Opinion By: Gregory D. Stumbo,Attorney General;James M. Ringo,Assistant Attorney General

Open Records Decision

The question presented in this appeal is whether the Jefferson County Public Schools (JCPS) violated the Open Records Act in the disposition of Rita J. Ward's series of open records requests for information regarding the number of students who were enrolled at some time in the Buechel and Breckinridge Metropolitan High Schools during the 2003-2004 school year. For the reasons that follow, we conclude that the JCPS was neither required to compile information to meet the parameters of Ms. Ward's request nor to reformat its database to retrieve the information. In the alternative, the JCPS was required to provide Ms. Ward with a copy of its existing database after information for which statutory protection exists was properly redacted.

The initial requests and agency responses at issue in this appeal can be summarized by the August 6, 2004 response of Lauren E. Roberts, Public Information Officer, JCPS. In her response to Ms. Ward, she advised:

I am writing in response to your August 2, 2004 letter concerning Breckinridge and Buechel Metropolitan High Schools. Please be advised as follows:

. In item # 1 of your July 14, 2004, Open Records Request, you requested the "total number of students who went to Breckinridge Metropolitan High School at some time during the 2003-04 school year (except those in the GED program)." Our response dated July 20, 2004, stated that 110 students attended Breckinridge during the 2003-04 school year. This was the enrollment as of May 24, 2004.
★ ★ ★ ★ ★ ★ ★
● Exercise instructions
In the open records decision, how many students did the JCPS response of July 20, 2004 say attended Breckinridge during the 2003-04 school year?

● Data to examine
★ ★ ★ ★ ★ ★ ★
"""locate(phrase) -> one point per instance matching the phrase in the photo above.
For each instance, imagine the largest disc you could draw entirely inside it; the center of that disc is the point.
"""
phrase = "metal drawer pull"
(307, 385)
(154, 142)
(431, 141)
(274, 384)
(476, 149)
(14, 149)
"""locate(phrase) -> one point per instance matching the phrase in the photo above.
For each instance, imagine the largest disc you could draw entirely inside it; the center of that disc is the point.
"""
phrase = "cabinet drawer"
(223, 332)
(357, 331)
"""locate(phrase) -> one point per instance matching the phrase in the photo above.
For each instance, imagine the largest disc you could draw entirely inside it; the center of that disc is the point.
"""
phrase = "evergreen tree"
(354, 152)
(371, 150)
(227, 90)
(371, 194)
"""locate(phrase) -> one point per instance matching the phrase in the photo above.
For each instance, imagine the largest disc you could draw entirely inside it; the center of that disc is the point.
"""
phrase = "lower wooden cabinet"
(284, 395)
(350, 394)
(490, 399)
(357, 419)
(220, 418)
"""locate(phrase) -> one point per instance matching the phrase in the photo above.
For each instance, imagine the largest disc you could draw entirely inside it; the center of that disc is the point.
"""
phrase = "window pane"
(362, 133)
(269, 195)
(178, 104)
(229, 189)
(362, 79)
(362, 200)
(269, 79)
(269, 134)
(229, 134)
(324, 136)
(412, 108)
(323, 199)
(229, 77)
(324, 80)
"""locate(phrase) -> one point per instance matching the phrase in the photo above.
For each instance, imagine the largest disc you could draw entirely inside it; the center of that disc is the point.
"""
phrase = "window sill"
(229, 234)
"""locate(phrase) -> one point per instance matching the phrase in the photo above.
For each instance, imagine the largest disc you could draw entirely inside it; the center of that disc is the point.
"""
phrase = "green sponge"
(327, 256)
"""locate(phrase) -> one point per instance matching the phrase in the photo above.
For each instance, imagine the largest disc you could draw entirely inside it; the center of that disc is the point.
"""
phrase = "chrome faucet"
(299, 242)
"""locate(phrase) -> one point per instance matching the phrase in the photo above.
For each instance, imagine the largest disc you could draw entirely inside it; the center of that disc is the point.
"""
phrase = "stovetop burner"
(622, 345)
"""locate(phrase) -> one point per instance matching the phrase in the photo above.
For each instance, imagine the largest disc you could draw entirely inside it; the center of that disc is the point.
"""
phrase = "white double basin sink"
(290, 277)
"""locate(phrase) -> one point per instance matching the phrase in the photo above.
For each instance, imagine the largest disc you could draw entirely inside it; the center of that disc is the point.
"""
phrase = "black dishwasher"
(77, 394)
★ ★ ★ ★ ★ ★ ★
● Answer section
110 students, the enrollment as of May 24, 2004.